Stored records:

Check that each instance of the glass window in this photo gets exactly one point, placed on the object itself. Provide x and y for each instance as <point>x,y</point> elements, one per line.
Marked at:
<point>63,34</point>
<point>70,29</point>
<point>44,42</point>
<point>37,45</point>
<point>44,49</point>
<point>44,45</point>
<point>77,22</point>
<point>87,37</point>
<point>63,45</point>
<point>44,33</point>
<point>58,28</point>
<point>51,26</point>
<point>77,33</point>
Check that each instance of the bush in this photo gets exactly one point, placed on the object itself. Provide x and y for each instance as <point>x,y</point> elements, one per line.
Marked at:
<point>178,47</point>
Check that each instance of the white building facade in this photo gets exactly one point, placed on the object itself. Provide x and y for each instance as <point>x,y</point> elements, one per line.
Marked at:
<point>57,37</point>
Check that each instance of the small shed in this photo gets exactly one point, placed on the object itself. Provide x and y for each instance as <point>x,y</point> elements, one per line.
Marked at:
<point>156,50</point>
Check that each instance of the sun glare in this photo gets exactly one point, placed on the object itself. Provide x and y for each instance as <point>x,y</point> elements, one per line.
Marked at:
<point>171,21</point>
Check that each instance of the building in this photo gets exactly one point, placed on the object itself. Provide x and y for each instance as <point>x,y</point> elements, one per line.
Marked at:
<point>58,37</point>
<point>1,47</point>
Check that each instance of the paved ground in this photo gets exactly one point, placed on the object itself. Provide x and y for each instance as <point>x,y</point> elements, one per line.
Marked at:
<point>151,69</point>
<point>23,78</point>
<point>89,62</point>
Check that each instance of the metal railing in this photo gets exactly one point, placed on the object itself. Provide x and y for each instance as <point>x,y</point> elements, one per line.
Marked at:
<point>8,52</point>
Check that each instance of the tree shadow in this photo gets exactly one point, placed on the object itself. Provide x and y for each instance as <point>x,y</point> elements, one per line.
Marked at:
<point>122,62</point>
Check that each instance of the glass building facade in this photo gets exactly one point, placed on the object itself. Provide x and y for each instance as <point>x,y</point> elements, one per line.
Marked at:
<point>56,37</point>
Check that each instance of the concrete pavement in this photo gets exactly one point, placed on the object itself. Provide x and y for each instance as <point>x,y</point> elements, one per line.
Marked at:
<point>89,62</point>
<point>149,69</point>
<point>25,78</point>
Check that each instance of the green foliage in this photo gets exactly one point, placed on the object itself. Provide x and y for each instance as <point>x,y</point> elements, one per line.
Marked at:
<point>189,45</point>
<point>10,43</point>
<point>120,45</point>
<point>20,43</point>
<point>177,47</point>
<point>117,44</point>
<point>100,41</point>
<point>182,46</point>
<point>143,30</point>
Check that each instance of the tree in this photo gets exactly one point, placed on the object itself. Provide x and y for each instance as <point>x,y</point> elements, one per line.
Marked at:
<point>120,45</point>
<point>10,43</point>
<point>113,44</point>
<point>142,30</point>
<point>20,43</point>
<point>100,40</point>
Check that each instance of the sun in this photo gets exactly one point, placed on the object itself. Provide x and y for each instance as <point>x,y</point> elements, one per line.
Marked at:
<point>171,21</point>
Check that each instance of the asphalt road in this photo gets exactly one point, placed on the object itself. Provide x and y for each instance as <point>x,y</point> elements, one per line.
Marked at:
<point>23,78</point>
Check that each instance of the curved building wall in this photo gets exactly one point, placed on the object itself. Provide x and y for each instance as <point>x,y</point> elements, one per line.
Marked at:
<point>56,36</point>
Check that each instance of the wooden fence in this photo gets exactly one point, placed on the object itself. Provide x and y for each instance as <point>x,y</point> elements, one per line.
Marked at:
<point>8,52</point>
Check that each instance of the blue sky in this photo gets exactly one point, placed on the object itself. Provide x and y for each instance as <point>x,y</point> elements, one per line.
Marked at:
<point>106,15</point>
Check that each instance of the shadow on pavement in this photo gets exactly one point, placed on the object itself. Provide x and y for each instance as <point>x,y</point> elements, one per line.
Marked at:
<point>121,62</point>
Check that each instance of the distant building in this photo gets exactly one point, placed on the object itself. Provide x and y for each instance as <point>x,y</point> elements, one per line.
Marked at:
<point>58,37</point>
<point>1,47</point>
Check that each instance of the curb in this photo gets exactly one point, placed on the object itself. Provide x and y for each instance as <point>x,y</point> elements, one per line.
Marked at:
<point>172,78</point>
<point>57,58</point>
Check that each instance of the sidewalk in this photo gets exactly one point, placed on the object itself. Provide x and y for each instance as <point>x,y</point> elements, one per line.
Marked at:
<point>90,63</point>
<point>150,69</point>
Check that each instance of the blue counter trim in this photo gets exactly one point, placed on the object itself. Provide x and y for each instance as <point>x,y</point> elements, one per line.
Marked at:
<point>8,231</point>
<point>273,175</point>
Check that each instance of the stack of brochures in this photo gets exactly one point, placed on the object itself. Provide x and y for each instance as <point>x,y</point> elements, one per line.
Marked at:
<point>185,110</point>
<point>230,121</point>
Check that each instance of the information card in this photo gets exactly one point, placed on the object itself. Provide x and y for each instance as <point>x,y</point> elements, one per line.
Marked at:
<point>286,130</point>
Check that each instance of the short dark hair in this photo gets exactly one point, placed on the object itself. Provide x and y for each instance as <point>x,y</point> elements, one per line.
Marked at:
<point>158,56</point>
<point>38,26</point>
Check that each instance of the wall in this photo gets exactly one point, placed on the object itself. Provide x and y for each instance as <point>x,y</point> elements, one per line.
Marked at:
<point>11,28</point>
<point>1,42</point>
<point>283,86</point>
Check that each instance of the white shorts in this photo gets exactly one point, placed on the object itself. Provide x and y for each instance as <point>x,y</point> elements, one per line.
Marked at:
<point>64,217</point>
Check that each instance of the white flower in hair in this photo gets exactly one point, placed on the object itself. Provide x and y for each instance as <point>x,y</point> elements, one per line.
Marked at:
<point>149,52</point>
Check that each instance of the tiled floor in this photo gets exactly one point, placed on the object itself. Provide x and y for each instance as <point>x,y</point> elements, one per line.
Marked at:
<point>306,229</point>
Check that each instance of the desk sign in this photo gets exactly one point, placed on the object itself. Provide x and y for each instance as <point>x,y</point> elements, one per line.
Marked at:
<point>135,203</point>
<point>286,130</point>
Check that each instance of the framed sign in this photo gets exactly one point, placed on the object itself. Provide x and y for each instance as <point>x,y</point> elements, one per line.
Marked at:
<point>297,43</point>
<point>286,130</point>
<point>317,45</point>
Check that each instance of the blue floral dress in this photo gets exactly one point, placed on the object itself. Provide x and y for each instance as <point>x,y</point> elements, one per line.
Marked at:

*What to work on:*
Convert the lines above into a numbered list, skipping any blank lines.

*Reply:*
1. Check that each instance of the glass window in this photo gets exactly one point, placed on the object itself. Provide x and y for each instance as <point>x,y</point> elements, one per line.
2. Marked at:
3. <point>63,34</point>
4. <point>70,29</point>
5. <point>44,42</point>
6. <point>37,45</point>
7. <point>44,49</point>
8. <point>44,45</point>
9. <point>77,22</point>
10. <point>87,37</point>
11. <point>63,45</point>
12. <point>44,33</point>
13. <point>58,28</point>
14. <point>51,26</point>
15. <point>77,33</point>
16. Check that each instance of the bush in this photo gets exactly one point, placed on the object itself. Provide x and y for each instance as <point>x,y</point> elements, one per line.
17. Marked at:
18. <point>178,47</point>
19. Check that each instance of the white building facade in this photo gets exactly one point, placed on the object itself. Provide x and y for each instance as <point>x,y</point> elements, one per line.
20. Marked at:
21. <point>57,37</point>
22. Check that each instance of the small shed in this photo gets exactly one point, placed on the object itself. Provide x and y for each instance as <point>x,y</point> elements, one per line.
23. Marked at:
24. <point>156,50</point>
25. Check that each instance of the sun glare in this photo gets exactly one point, placed on the object itself. Provide x and y for each instance as <point>x,y</point> elements, one per line.
26. Marked at:
27. <point>171,21</point>
28. Check that each instance of the building in this photo gets exactly one point, placed on the object itself. Provide x and y for each instance as <point>x,y</point> elements, one per line.
29. Marked at:
30. <point>58,37</point>
31. <point>1,47</point>
32. Check that each instance of the paved ground in this photo gets exactly one point, placed on the object itself. Provide x and y for each instance as <point>x,y</point> elements, one per line.
33. Marked at:
34. <point>151,69</point>
35. <point>23,78</point>
36. <point>89,62</point>
37. Check that each instance of the metal railing in this photo gets exactly one point, placed on the object itself. Provide x and y for each instance as <point>x,y</point> elements, one per line.
38. Marked at:
39. <point>8,52</point>
40. Check that each instance of the tree shadow in this photo gets exactly one point, placed on the object itself. Provide x and y for each instance as <point>x,y</point> elements, one per line.
41. Marked at:
42. <point>122,62</point>
43. Check that each instance of the glass building facade in this photo gets exactly one point, placed on the object itself. Provide x and y for each instance as <point>x,y</point> elements, one per line.
44. Marked at:
45. <point>56,37</point>
46. Check that each instance of the concrete pavement in this photo gets exactly one point, placed on the object itself. Provide x and y for each instance as <point>x,y</point> elements, one per line.
47. Marked at:
48. <point>89,62</point>
49. <point>149,69</point>
50. <point>25,78</point>
51. Check that each instance of the green foliage in this photo gets exactly one point, placed on the object itself. Provide x and y for each instance as <point>x,y</point> elements, one per line.
52. Marked at:
53. <point>189,45</point>
54. <point>10,43</point>
55. <point>120,45</point>
56. <point>20,43</point>
57. <point>177,47</point>
58. <point>117,44</point>
59. <point>100,41</point>
60. <point>182,46</point>
61. <point>143,30</point>
62. Check that each instance of the tree in this photo gets exactly one point, placed on the object itself. Provide x and y for each instance as <point>x,y</point> elements, one per line.
63. Marked at:
64. <point>120,45</point>
65. <point>10,43</point>
66. <point>113,44</point>
67. <point>142,30</point>
68. <point>20,43</point>
69. <point>100,40</point>
70. Check that each instance of the sun in this photo gets exactly one point, placed on the object itself. Provide x and y for each instance as <point>x,y</point> elements, one per line.
71. Marked at:
72. <point>171,21</point>
73. Check that each instance of the asphalt road in this photo gets exactly one point, placed on the object itself. Provide x and y for each instance as <point>x,y</point> elements, one per line.
74. Marked at:
75. <point>23,78</point>
76. Check that each instance of the curved building wall in this photo gets exactly one point, placed on the object itself. Provide x and y for each instance as <point>x,y</point> elements, one per line.
77. Marked at:
78. <point>56,36</point>
79. Check that each instance of the wooden fence in this photo gets exactly one point, placed on the object itself. Provide x and y for each instance as <point>x,y</point> elements, one per line.
80. Marked at:
81. <point>8,52</point>
82. Check that each instance of the blue sky in this photo gets exactly one point, placed on the object itself. Provide x and y for each instance as <point>x,y</point> elements, one per line.
83. Marked at:
84. <point>106,15</point>
85. Check that each instance of the shadow on pavement in this photo gets exactly one point, placed on the object itself. Provide x and y for each instance as <point>x,y</point> elements, one per line.
86. Marked at:
87. <point>121,62</point>
88. Check that each instance of the distant building in this photo gets exactly one point, placed on the object itself. Provide x and y for each instance as <point>x,y</point> elements, one per line.
89. Marked at:
90. <point>58,37</point>
91. <point>1,47</point>
92. Check that each instance of the curb in this photo gets exactly one point, placed on the object itself. Provide x and y for each instance as <point>x,y</point> elements, one per line.
93. Marked at:
94. <point>172,78</point>
95. <point>57,58</point>
96. Check that each instance of the sidewalk in this photo gets exactly one point, placed on the object itself. Provide x and y for each instance as <point>x,y</point> elements, one per line.
97. Marked at:
98. <point>90,63</point>
99. <point>150,69</point>
100. Check that each instance of the blue counter trim in this photo gets exactly one point, placed on the object itself. Provide x and y for each instance as <point>x,y</point> elements, one per line.
101. Marked at:
102. <point>8,231</point>
103. <point>273,175</point>
104. Check that each instance of the stack of brochures in this photo gets exactly one point, placed on the object itself. Provide x and y for each instance as <point>x,y</point> elements, one per line.
105. Marked at:
106. <point>185,110</point>
107. <point>230,121</point>
108. Check that each instance of the information card in this photo gets exactly one point, placed on the object itself. Provide x and y for each instance as <point>x,y</point> elements, one per line.
109. Marked at:
110. <point>286,130</point>
111. Check that each instance of the short dark hair in this photo gets exactly one point, placed on the object itself. Provide x and y for each instance as <point>x,y</point> elements, one per line.
112. Marked at:
113. <point>158,56</point>
114. <point>38,26</point>
115. Check that each instance of the wall in this photo gets exactly one point, placed on the object itself. Provide x and y for each instance as <point>x,y</point> elements, one per line.
116. Marked at:
117. <point>11,28</point>
118. <point>1,42</point>
119. <point>283,86</point>
120. Check that each instance of the white shorts in this photo gets exactly one point, placed on the object itself. Provide x and y for each instance as <point>x,y</point> elements, one per line.
121. Marked at:
122. <point>64,217</point>
123. Check that each instance of the white flower in hair in this photo gets exactly one point, placed on the object itself. Provide x and y for each instance as <point>x,y</point> elements, one per line.
124. Marked at:
125. <point>149,52</point>
126. Check that each instance of the tiled floor in this photo gets exactly one point, placed on the object itself. Provide x and y for each instance as <point>x,y</point> elements, one per line.
127. Marked at:
128. <point>306,229</point>
129. Check that each instance of the desk sign in this photo gets exactly one point, placed on the object itself. Provide x and y for each instance as <point>x,y</point> elements, one per line.
130. Marked at:
131. <point>135,203</point>
132. <point>286,130</point>
133. Check that each instance of the framed sign in this photo gets exactly one point, placed on the object itself. Provide x and y for each instance as <point>x,y</point> elements, one per line.
134. Marked at:
135. <point>297,43</point>
136. <point>286,130</point>
137. <point>317,45</point>
138. Check that each instance of the blue floral dress in this photo gets exactly one point, placed on the object itself. Provide x and y for each instance as <point>x,y</point> elements, one per line.
139. Marked at:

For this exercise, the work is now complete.